Record set ▸

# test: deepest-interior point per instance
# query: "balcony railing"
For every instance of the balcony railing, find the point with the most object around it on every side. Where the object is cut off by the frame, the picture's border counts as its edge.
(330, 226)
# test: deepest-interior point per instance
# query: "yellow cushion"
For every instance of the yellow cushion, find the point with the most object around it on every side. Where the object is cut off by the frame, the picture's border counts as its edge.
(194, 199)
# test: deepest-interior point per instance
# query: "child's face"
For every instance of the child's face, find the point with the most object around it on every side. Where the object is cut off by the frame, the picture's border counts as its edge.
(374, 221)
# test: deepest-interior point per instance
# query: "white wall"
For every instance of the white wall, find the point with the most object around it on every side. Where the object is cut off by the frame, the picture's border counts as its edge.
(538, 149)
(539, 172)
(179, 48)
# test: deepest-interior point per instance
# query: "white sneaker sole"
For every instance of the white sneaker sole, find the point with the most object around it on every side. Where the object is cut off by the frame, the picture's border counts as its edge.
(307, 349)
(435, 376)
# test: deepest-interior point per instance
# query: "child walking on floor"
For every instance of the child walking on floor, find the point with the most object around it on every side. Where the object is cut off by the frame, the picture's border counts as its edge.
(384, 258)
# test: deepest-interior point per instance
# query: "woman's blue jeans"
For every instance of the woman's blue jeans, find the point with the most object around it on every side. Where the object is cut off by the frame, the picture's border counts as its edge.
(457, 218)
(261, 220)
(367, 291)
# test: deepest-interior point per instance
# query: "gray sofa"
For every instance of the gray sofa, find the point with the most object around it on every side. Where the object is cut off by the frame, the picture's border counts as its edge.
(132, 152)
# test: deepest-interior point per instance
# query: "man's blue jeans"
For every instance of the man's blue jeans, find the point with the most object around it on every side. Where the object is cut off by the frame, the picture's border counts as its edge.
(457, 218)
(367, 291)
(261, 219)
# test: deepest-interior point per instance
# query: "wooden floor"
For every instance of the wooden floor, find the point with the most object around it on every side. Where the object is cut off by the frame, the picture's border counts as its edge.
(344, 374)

The exercise ▸ Reproduce verbatim everything from the first line of the items above down to and including the line that contains "For every instance of the balcony".

Response for this exercise ▸
# test: deepest-interior point per instance
# query: "balcony railing"
For every instance of the balcony railing, find the point with the most object around it on every side. Where the object is cut off by the frame, the picture's border counts as its edge.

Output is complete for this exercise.